PAGE EXCERPT:
* * * * * * * * *

Introducing the first low-voltage hotel

On the outside, the Sinclair Hotel in Fort Worth, TX, might just look like any other historic building-turned-hotel. On the inside, however, it is a real game-changer for the industry. As the world’s first low-voltage hotel, it has revolutionized the way power is provided in the built environment.

The Sinclair Hotel was converted from a historic office building.

Farukh Aslam, president/CEO, Sinclair Holdings LLC, is the owner of the Autograph Collection hotel and the mastermind behind the whole low-voltage process. From engineering building code changes to being a catalyst in the creation of a new way to provide backup building electricity, he has developed the hotel of the future, and is taking the technology to new projects.

“We’re changing how we think of electricity as AC power, and replacing that with DC power from ethernet cables,” he said of the process called digital electricity via Power over Ethernet (PoE).

Using DC power is not a new concept—“you’ve had this technology for 20 years around you in your desk phone and your security cameras in your office,” Aslam noted as examples—but in order to provide DC power, an inverter is used to convert AC power.

“LED lighting technology is 100% low-voltage DC, but our infrastructure is AC,” he pointed out. “So, instead of trying to change the infrastructure, the lighting manufacturer started embedding a driver that takes the incoming high-voltage AC power and changes it into DC power using an inverter. Whenever you invert from AC to DC, there is an inefficiency anywhere from 15-18%.”

Farukh Aslam Sinclair Holdings LLC

Because energy cannot be created, but rather transformed from one form to another, that inefficiency comes out as heat energy. That, naturally, leads to a higher cooling cost.

He added, “If a light has been on for an hour or more and you grab it, it’s going to be too hot to touch. At Sinclair, the lights can be running for 10 days nonstop, and if you grab it, it doesn’t even have a human body warmth in it; it’s really as cold as your room temperature. So, imagine 7,000 to 8,000 lights at Sinclair not generating heat.”

The switch to PoE has saved the hotel, which was originally the Dulaney Building when it opened in 1930, a lot of money in electricity costs.

“When I bought the building in 2013, it was an office building,” said Aslam. “It operated from Monday through Friday, and four hours on some Saturdays. It had a 200-ton chiller which came on at 7:00 a.m. and was turned off at 6:00 p.m. We then went to a 300-ton chiller for the hotel. Our electric bill has gone down from about $11,000 a month to $7,000, and now we are open 24/7.”

Aslam also was instrumental in modernizing the electrical backup systems for hotels and other buildings by exchanging the large diesel-powered generator the Sinclair originally had for one that runs on lithium battery power.

“Nobody had made a UPS backup system with lithium batteries that was bigger than five kWh, and we needed something like 250 kWh,” he said. So, he traveled to South Korea to visit the LG headquarters, where he learned about the company’s battery energy storage system (BESS). As an engineer himself, Aslam was able change some things to get the battery backup UL 294 (emergency use) certified and put the system in the hotel.

* * * * * * * * *

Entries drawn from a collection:
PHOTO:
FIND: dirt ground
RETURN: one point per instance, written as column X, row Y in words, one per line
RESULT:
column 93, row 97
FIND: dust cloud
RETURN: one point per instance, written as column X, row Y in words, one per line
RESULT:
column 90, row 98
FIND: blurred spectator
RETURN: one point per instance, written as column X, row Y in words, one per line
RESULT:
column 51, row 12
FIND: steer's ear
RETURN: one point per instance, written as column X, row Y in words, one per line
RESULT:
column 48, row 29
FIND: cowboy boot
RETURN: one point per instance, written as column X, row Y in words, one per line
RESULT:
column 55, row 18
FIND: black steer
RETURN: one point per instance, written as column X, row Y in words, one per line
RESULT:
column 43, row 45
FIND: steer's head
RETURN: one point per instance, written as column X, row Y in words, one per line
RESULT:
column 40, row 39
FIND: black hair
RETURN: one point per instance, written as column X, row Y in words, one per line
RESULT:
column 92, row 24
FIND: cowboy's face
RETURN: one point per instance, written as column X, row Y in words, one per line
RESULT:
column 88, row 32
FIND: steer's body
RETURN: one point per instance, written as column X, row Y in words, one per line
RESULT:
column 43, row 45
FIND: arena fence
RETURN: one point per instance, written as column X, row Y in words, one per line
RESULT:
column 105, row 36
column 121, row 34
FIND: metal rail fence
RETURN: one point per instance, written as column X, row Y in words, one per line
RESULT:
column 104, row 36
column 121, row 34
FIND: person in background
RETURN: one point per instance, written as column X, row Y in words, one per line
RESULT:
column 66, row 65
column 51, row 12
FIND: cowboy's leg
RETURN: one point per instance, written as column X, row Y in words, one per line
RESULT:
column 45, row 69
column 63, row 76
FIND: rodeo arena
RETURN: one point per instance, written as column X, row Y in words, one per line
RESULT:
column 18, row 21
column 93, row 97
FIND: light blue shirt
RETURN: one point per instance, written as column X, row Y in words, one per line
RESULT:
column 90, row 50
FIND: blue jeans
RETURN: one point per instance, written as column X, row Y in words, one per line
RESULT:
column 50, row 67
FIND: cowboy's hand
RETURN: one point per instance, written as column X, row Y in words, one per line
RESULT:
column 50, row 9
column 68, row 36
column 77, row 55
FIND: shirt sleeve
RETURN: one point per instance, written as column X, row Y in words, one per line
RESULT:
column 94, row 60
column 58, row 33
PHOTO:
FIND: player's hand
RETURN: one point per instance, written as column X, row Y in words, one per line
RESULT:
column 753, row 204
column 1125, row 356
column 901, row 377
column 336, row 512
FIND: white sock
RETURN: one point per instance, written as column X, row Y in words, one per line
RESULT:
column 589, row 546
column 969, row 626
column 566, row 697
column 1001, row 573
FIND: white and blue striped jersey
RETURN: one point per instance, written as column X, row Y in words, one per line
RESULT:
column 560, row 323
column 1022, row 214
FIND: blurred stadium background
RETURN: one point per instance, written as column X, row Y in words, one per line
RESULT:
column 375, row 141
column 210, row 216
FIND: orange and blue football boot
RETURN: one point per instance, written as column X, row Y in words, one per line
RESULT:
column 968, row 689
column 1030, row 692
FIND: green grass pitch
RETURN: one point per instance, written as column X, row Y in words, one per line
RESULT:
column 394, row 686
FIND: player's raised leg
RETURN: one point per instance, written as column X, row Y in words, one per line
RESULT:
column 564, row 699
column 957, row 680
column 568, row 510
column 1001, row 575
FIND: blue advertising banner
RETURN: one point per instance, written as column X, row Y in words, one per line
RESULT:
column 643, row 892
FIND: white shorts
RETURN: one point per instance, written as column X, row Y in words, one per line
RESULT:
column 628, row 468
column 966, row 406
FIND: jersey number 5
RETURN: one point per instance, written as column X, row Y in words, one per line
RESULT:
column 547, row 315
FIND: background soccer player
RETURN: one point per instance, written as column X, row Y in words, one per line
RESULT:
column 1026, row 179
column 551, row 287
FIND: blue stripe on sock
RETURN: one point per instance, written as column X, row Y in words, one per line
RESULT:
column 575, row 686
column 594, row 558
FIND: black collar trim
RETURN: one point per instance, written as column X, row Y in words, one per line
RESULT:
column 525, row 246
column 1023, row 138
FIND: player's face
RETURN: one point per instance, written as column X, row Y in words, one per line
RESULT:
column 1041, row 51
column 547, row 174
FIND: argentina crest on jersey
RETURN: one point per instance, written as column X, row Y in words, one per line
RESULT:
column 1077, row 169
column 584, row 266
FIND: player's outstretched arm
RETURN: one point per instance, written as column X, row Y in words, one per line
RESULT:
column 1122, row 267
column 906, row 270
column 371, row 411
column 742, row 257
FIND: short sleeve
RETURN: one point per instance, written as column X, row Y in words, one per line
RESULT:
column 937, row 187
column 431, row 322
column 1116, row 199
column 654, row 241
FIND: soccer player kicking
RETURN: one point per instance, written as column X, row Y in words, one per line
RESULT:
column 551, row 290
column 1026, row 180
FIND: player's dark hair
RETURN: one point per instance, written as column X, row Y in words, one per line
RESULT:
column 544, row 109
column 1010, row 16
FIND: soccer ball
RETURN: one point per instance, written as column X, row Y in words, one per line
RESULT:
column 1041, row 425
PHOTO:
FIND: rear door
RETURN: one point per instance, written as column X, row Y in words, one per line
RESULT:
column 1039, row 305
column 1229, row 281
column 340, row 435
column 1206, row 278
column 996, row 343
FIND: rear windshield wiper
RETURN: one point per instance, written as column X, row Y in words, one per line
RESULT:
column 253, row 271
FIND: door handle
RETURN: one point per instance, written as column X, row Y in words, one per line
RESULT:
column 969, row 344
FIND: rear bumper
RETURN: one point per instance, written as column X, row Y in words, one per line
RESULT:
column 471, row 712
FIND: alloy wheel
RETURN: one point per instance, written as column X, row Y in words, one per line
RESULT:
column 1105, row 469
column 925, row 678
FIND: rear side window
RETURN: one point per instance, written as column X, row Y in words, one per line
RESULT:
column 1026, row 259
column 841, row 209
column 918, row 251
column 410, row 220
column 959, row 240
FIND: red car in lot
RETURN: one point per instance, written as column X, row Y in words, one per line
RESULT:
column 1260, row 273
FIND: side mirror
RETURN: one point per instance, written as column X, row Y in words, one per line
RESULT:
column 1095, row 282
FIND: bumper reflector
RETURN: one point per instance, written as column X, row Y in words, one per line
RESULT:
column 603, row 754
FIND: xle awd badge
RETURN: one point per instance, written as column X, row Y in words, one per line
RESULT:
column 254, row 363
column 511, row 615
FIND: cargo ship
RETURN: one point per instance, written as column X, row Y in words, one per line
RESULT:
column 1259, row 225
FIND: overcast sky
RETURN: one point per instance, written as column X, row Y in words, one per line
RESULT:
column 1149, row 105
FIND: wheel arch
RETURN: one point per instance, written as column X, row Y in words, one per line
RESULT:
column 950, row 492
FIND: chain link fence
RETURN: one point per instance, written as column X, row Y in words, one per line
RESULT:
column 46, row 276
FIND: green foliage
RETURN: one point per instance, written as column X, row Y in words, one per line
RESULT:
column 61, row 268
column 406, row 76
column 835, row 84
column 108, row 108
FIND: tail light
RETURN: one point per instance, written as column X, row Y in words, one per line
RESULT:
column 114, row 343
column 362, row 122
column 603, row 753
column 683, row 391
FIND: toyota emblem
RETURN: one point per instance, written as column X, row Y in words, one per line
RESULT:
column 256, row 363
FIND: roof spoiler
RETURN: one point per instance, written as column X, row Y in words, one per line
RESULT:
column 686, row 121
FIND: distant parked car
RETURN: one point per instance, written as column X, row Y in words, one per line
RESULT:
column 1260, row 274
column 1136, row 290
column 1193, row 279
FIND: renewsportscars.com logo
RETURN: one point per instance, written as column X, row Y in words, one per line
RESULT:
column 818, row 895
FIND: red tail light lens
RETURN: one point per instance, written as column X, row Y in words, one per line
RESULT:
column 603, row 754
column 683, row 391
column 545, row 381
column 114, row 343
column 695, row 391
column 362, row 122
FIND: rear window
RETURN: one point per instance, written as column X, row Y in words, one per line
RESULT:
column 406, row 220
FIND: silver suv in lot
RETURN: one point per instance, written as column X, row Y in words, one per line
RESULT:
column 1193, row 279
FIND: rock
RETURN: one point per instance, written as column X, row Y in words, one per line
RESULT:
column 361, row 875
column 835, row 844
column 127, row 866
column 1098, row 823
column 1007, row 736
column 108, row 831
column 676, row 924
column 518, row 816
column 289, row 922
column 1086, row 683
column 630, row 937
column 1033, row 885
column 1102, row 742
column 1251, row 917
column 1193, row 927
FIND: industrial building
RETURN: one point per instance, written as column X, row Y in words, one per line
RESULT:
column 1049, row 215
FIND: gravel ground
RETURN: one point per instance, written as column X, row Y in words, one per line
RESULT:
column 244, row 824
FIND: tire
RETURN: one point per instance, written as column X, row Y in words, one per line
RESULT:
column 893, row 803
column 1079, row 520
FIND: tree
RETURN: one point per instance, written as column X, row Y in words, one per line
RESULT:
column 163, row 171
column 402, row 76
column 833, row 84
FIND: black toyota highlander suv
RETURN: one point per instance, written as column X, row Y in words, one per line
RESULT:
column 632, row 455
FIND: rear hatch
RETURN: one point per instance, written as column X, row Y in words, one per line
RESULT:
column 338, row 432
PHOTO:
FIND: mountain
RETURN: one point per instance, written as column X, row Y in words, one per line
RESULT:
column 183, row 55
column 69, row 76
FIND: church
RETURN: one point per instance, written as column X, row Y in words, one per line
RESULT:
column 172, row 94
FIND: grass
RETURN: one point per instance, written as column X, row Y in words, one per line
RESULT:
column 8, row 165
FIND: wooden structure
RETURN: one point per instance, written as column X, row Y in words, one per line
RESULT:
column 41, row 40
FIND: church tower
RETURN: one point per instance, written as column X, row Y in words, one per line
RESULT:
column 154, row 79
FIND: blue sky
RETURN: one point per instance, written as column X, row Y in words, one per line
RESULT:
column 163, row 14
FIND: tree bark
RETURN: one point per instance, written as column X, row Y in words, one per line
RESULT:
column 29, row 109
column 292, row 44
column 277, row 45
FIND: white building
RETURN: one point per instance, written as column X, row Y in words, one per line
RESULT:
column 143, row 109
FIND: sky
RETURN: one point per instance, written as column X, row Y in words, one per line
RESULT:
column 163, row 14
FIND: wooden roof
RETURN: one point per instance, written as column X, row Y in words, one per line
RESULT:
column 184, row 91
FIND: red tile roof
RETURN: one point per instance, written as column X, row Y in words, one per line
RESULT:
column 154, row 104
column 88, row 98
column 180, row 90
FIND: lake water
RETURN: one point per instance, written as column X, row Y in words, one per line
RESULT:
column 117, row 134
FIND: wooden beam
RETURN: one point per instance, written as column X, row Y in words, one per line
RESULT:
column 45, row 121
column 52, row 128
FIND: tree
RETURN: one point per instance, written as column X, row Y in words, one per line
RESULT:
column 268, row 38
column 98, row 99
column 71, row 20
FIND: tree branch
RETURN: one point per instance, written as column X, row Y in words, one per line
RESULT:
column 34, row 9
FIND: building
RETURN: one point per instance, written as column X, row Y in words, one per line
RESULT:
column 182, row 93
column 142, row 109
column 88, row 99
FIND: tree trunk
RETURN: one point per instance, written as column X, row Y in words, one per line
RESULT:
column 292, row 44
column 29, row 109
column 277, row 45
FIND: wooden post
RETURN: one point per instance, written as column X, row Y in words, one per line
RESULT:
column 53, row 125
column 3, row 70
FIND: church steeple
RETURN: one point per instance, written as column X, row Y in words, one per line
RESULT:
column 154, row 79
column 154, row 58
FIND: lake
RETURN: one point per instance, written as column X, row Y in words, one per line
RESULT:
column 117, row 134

* * * * * * * * *

THE TASKS:
• 1. Name every day of the week mentioned in the article about the Sinclair Hotel.
• 2. Please render the records as a JSON list of strings, one string per line and blank lines left out, starting with the line that contains "FIND: blue stripe on sock" and going on through the line that contains "column 1041, row 425".
The records are unrelated to the article about the Sinclair Hotel.

OUTPUTS BY TASK:
• 1. Monday, Friday, Saturdays

• 2.
[
  "FIND: blue stripe on sock",
  "RETURN: one point per instance, written as column X, row Y in words, one per line",
  "RESULT:",
  "column 575, row 686",
  "column 594, row 558",
  "FIND: black collar trim",
  "RETURN: one point per instance, written as column X, row Y in words, one per line",
  "RESULT:",
  "column 525, row 246",
  "column 1023, row 138",
  "FIND: player's face",
  "RETURN: one point per instance, written as column X, row Y in words, one per line",
  "RESULT:",
  "column 1041, row 51",
  "column 547, row 174",
  "FIND: argentina crest on jersey",
  "RETURN: one point per instance, written as column X, row Y in words, one per line",
  "RESULT:",
  "column 1077, row 169",
  "column 584, row 266",
  "FIND: player's outstretched arm",
  "RETURN: one point per instance, written as column X, row Y in words, one per line",
  "RESULT:",
  "column 1122, row 267",
  "column 906, row 270",
  "column 371, row 411",
  "column 742, row 257",
  "FIND: short sleeve",
  "RETURN: one point per instance, written as column X, row Y in words, one per line",
  "RESULT:",
  "column 937, row 187",
  "column 431, row 322",
  "column 1116, row 199",
  "column 654, row 241",
  "FIND: soccer player kicking",
  "RETURN: one point per instance, written as column X, row Y in words, one per line",
  "RESULT:",
  "column 551, row 290",
  "column 1026, row 180",
  "FIND: player's dark hair",
  "RETURN: one point per instance, written as column X, row Y in words, one per line",
  "RESULT:",
  "column 544, row 109",
  "column 1010, row 16",
  "FIND: soccer ball",
  "RETURN: one point per instance, written as column X, row Y in words, one per line",
  "RESULT:",
  "column 1041, row 425"
]